[Excerpts from a pointing dataset]
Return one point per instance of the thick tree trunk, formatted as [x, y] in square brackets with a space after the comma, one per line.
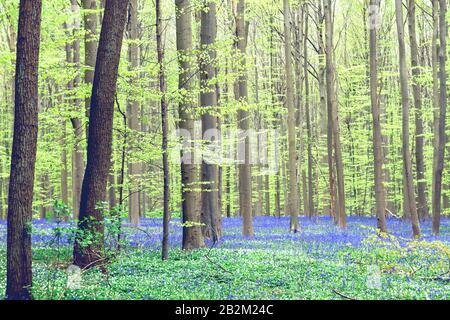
[292, 163]
[133, 112]
[310, 193]
[90, 53]
[332, 106]
[77, 152]
[100, 135]
[440, 150]
[422, 205]
[192, 236]
[165, 129]
[23, 158]
[241, 93]
[208, 101]
[409, 198]
[380, 193]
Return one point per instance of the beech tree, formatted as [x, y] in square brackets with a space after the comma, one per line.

# What is being asked
Recast every line of the items above as a Markdown table with a Row column numbering the lines in order and a Line column holding each line, with blank lines skipped. Omit the pictures.

# Complete response
| Row | Line |
|---|---|
| 1 | Return one point per instance of the thick tree trunk, formatted as [x, y] in square brackets with a space after the comma, one per line. |
| 2 | [292, 163] |
| 3 | [133, 112] |
| 4 | [310, 193] |
| 5 | [90, 53] |
| 6 | [332, 106] |
| 7 | [77, 152] |
| 8 | [100, 135] |
| 9 | [440, 150] |
| 10 | [422, 205] |
| 11 | [192, 236] |
| 12 | [165, 129] |
| 13 | [23, 158] |
| 14 | [241, 93] |
| 15 | [208, 101] |
| 16 | [409, 198] |
| 17 | [380, 193] |
| 18 | Return one point per instance of the beech tree, formatted as [x, y] in square brackets with a space after the comma, one per line. |